_Passage to read:_
Yes, I've seen this quite a bit, too, and I agree that more fsync()-ing
will probably help.

There are two things that have made me hesitate, though:

  1. This doesn't quite make the write durable. Doing that would also
     require fsyncing the surrounding directory (and so on up the tree).
     This is a much trickier problem, because we often don't even have
     open descriptors for those.

     I think we can ignore that, though. Doing an fsync() here makes
     things strictly better with respect to robustness (especially if
     you care less about "has my ref update been committed to disk" and
     more about "does this end up corrupt after a power failure").

  2. It's not clear what the performance implications will be,
     especially on a busy server doing a lot of ref updates, or on a
     filesystem where fsync() ends up syncing everything, not just the
     one file (my impression is ext3 is such a system, but not ext4).
     Whereas another solution may be journaling data and metadata writes
     in order without worrying about the durability of writing them to
     disk.

     I suspect for small updates (say, a push of one or two refs), this
     will have little impact. We'd generally fsync the incoming packfile
     and its idx anyway, so we're adding may one or two fsyncs on top of
     that. But if you're pushing 100 refs, that will be 100 sequential
     fsyncs, which may add up to quite a bit of latency. It would be
     nice if we could batch these by somehow (e.g., by opening up all of
     the lockfiles, writing and fsyncing them, and then renaming one by
     one).

_Task objective:_
Change "robustness" to "reliability" in the fsync discussion, starting at "1. This doesn't" and ending at "but not ext4).", and give that part with the change made. The data has no role in this.

_Records provided:_
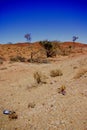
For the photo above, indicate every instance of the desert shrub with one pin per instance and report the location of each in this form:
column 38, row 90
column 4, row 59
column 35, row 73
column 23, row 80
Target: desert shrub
column 49, row 48
column 17, row 59
column 1, row 60
column 62, row 90
column 80, row 73
column 39, row 78
column 13, row 115
column 31, row 105
column 55, row 73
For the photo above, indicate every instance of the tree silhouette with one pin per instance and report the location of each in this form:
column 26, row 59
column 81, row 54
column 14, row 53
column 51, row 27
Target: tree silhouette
column 28, row 36
column 74, row 38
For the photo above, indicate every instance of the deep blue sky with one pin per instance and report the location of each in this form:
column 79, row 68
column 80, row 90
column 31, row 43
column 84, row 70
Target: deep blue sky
column 44, row 19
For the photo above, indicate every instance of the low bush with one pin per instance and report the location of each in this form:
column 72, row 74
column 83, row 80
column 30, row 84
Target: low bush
column 17, row 59
column 55, row 73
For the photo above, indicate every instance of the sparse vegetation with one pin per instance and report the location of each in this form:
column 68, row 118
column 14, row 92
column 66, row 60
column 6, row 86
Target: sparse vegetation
column 1, row 60
column 13, row 115
column 31, row 105
column 55, row 73
column 62, row 90
column 39, row 78
column 80, row 73
column 50, row 48
column 17, row 59
column 28, row 36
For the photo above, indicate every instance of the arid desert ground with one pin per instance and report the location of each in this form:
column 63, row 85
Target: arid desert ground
column 40, row 106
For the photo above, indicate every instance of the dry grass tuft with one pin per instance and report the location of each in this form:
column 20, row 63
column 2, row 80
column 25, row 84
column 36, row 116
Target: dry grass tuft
column 13, row 115
column 55, row 73
column 62, row 90
column 31, row 105
column 39, row 78
column 80, row 73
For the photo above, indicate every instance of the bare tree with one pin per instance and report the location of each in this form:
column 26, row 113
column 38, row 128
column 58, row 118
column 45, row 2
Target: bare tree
column 74, row 38
column 28, row 36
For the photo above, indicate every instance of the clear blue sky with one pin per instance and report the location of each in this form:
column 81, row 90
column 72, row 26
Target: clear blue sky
column 44, row 19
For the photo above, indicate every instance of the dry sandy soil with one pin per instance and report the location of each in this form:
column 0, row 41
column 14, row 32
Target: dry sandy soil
column 40, row 106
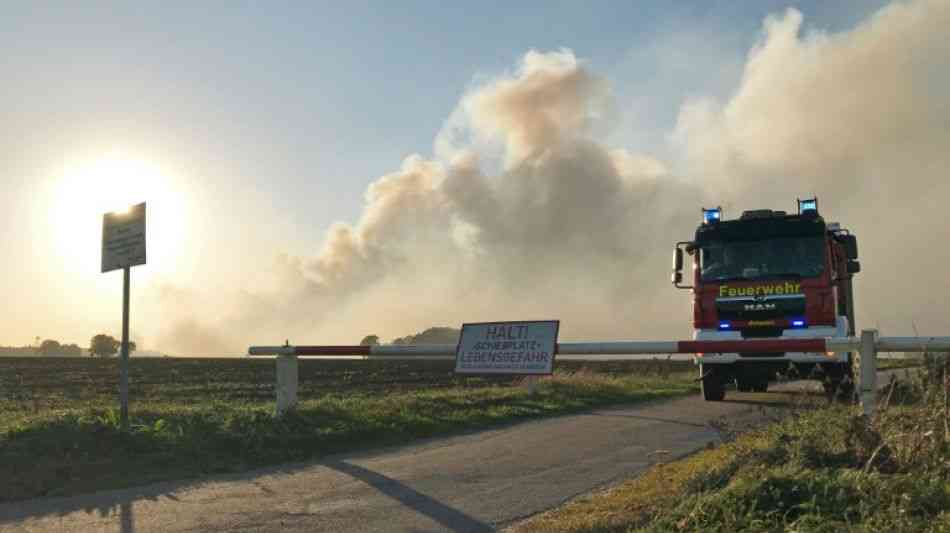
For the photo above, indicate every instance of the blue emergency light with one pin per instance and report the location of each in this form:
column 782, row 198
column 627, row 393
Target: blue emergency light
column 808, row 204
column 712, row 215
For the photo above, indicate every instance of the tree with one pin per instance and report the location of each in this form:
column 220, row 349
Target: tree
column 370, row 340
column 436, row 335
column 72, row 350
column 106, row 345
column 103, row 345
column 49, row 347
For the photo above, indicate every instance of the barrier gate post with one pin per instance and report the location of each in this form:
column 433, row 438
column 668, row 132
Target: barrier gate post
column 868, row 371
column 286, row 383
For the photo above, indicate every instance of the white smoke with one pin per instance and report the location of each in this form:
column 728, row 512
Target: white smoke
column 526, row 213
column 862, row 119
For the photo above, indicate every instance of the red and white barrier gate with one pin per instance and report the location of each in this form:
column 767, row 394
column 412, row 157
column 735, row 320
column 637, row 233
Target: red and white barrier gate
column 868, row 345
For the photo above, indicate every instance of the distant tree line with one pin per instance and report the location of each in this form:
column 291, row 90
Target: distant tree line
column 435, row 335
column 101, row 345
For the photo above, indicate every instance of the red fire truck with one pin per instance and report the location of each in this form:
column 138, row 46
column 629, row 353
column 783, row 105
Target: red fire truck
column 769, row 274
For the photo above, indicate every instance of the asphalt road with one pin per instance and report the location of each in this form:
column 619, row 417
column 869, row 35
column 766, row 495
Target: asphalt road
column 474, row 482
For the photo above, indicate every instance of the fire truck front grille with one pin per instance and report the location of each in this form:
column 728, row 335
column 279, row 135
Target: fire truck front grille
column 761, row 333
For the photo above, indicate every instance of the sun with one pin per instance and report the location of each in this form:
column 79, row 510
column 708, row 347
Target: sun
column 82, row 194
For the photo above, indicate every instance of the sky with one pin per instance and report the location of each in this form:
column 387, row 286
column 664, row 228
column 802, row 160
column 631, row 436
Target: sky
column 262, row 136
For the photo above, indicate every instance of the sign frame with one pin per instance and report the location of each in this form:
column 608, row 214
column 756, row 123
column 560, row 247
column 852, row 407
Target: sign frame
column 508, row 372
column 124, row 251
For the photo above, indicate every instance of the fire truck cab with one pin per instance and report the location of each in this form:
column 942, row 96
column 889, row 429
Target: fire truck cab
column 769, row 274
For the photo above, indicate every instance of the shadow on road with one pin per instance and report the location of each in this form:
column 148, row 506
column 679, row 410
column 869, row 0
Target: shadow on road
column 652, row 418
column 448, row 517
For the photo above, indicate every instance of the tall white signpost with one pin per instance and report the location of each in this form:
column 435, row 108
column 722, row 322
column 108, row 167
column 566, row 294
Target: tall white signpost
column 123, row 246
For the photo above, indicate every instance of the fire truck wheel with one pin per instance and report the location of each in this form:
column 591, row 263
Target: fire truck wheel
column 713, row 389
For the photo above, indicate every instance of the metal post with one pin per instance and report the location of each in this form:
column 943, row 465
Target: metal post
column 124, row 358
column 868, row 371
column 286, row 383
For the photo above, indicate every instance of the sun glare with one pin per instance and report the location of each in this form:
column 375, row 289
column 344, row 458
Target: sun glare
column 82, row 195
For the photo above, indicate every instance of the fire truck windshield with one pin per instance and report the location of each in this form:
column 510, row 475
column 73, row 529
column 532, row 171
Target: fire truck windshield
column 793, row 257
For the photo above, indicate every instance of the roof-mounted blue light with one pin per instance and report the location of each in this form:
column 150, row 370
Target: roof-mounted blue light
column 712, row 215
column 808, row 204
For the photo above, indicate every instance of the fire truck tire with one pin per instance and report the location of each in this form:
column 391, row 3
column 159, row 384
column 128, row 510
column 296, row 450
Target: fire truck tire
column 713, row 388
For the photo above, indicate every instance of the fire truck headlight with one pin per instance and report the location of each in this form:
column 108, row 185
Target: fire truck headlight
column 712, row 215
column 810, row 204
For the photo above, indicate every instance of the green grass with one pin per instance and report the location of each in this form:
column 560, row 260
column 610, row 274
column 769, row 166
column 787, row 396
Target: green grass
column 63, row 446
column 816, row 469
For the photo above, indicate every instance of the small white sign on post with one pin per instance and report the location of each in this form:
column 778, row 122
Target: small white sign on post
column 507, row 348
column 123, row 239
column 123, row 247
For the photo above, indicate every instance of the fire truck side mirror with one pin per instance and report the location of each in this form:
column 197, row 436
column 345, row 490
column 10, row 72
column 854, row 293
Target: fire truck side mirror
column 850, row 243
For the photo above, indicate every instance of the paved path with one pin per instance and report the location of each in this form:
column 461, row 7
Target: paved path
column 473, row 482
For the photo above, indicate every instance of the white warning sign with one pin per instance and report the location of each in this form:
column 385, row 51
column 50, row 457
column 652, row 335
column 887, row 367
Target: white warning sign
column 123, row 238
column 507, row 348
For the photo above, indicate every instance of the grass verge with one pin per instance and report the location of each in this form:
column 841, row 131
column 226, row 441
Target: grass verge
column 821, row 469
column 69, row 451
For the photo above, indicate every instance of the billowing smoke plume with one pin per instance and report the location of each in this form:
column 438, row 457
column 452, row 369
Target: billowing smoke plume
column 526, row 213
column 862, row 119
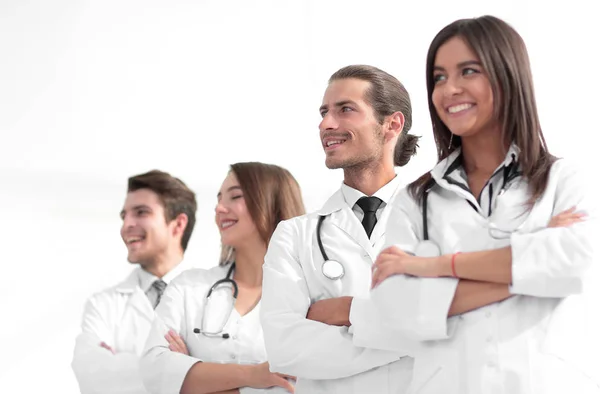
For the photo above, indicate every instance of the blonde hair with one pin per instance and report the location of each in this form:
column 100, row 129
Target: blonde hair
column 271, row 194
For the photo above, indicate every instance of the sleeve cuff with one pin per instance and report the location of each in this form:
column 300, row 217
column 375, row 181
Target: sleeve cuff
column 417, row 307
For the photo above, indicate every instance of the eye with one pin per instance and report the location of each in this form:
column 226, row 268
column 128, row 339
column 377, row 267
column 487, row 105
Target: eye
column 438, row 77
column 470, row 71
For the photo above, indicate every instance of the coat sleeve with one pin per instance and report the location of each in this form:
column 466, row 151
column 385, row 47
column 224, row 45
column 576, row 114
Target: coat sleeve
column 410, row 309
column 295, row 345
column 552, row 262
column 97, row 370
column 163, row 371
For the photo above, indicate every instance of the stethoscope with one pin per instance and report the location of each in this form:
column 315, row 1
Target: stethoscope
column 227, row 279
column 428, row 248
column 333, row 269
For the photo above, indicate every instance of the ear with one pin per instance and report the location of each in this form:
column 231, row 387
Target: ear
column 395, row 125
column 179, row 224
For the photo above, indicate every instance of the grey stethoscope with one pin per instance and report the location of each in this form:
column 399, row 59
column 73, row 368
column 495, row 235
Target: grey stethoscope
column 333, row 269
column 217, row 330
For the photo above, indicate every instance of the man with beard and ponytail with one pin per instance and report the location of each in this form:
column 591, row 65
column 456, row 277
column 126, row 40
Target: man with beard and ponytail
column 158, row 219
column 317, row 264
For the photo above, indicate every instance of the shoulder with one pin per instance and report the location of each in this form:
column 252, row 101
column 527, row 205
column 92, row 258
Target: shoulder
column 125, row 287
column 295, row 225
column 199, row 276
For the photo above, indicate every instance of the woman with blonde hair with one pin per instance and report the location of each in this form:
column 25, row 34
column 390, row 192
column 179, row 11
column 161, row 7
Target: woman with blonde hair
column 206, row 337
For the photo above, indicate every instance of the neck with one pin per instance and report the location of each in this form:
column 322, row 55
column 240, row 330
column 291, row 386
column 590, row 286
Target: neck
column 369, row 179
column 248, row 264
column 163, row 264
column 483, row 152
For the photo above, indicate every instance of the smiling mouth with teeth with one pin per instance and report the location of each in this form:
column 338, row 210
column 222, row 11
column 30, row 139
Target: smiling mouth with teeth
column 227, row 223
column 333, row 143
column 459, row 108
column 132, row 240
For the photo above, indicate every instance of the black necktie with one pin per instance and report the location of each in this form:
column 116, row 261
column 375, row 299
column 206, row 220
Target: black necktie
column 159, row 285
column 369, row 205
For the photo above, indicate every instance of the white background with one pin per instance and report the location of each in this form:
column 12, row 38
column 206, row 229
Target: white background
column 92, row 92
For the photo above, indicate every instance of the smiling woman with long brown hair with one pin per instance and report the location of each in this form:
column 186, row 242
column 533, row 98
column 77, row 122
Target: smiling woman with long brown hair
column 207, row 336
column 510, row 234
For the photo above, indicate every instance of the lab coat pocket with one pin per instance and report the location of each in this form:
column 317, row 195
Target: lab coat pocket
column 435, row 371
column 422, row 377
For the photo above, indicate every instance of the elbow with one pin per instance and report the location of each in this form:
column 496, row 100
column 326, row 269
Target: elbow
column 559, row 269
column 150, row 374
column 280, row 356
column 419, row 311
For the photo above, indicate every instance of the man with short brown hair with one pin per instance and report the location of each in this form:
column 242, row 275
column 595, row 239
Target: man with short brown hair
column 158, row 220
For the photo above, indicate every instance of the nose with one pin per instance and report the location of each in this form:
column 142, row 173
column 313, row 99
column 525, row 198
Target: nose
column 329, row 122
column 452, row 87
column 128, row 222
column 220, row 208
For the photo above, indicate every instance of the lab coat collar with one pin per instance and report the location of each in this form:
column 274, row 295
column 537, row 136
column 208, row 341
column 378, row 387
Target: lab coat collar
column 453, row 162
column 146, row 278
column 138, row 298
column 347, row 198
column 341, row 215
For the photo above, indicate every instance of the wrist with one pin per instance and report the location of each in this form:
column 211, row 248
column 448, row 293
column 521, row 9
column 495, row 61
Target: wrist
column 247, row 375
column 444, row 265
column 346, row 311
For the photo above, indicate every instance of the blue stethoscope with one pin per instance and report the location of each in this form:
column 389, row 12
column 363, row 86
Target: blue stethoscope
column 333, row 269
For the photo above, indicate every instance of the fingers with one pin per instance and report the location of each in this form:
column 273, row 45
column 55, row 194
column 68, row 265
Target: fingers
column 384, row 270
column 105, row 346
column 282, row 382
column 567, row 218
column 287, row 376
column 176, row 344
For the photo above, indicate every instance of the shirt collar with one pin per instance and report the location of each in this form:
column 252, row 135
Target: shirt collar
column 386, row 192
column 454, row 162
column 146, row 278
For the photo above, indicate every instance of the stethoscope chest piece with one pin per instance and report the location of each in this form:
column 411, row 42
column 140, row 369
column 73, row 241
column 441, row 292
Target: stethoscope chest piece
column 427, row 248
column 332, row 269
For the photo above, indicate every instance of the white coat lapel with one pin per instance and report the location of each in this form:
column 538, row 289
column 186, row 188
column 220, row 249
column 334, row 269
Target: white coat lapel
column 341, row 216
column 377, row 237
column 137, row 297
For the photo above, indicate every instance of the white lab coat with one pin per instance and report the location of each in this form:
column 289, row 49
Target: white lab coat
column 323, row 357
column 181, row 309
column 119, row 316
column 543, row 340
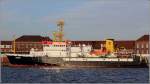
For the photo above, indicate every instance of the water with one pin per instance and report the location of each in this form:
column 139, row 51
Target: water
column 82, row 75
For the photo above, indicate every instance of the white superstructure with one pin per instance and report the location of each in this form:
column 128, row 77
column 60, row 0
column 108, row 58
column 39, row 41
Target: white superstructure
column 62, row 49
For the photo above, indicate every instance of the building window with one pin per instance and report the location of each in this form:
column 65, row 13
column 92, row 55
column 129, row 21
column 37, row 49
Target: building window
column 147, row 45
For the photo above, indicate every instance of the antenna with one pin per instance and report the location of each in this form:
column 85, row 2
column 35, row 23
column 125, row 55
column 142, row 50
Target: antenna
column 14, row 44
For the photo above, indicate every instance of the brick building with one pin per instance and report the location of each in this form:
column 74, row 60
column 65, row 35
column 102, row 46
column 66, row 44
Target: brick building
column 24, row 43
column 142, row 45
column 6, row 46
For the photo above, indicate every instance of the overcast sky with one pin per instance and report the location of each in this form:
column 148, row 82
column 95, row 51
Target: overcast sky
column 84, row 19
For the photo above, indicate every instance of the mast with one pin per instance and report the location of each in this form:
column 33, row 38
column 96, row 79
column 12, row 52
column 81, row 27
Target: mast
column 14, row 44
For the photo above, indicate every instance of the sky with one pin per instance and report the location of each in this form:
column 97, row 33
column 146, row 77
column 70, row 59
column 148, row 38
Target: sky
column 84, row 19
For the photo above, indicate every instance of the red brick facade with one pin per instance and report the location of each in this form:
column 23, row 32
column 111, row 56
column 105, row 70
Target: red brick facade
column 143, row 45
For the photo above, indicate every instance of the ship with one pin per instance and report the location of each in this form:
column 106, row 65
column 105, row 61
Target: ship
column 66, row 55
column 60, row 52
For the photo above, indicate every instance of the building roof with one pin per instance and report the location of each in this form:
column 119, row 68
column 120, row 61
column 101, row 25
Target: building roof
column 144, row 38
column 129, row 44
column 6, row 42
column 32, row 38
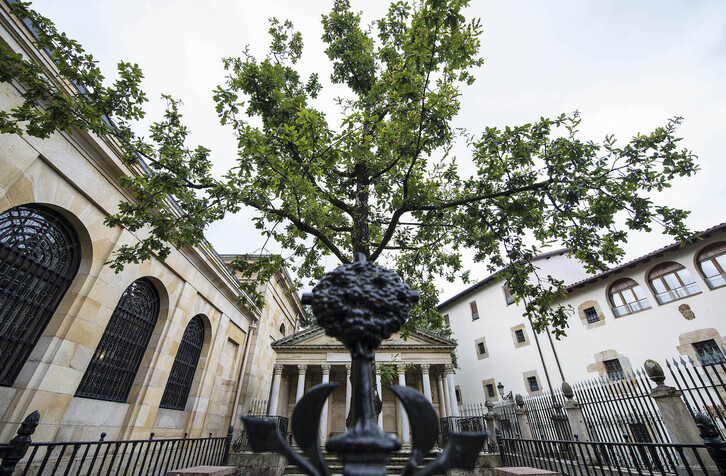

_Exercise response:_
1. This doesn't quite make the write durable. Doing that would also
     require fsyncing the surrounding directory (and so on up the tree).
     This is a much trickier problem, because we often don't even have
     open descriptors for those.

     I think we can ignore that, though. Doing an fsync() here makes
     things strictly better with respect to reliability (especially if
     you care less about "has my ref update been committed to disk" and
     more about "does this end up corrupt after a power failure").

  2. It's not clear what the performance implications will be,
     especially on a busy server doing a lot of ref updates, or on a
     filesystem where fsync() ends up syncing everything, not just the
     one file (my impression is ext3 is such a system, but not ext4).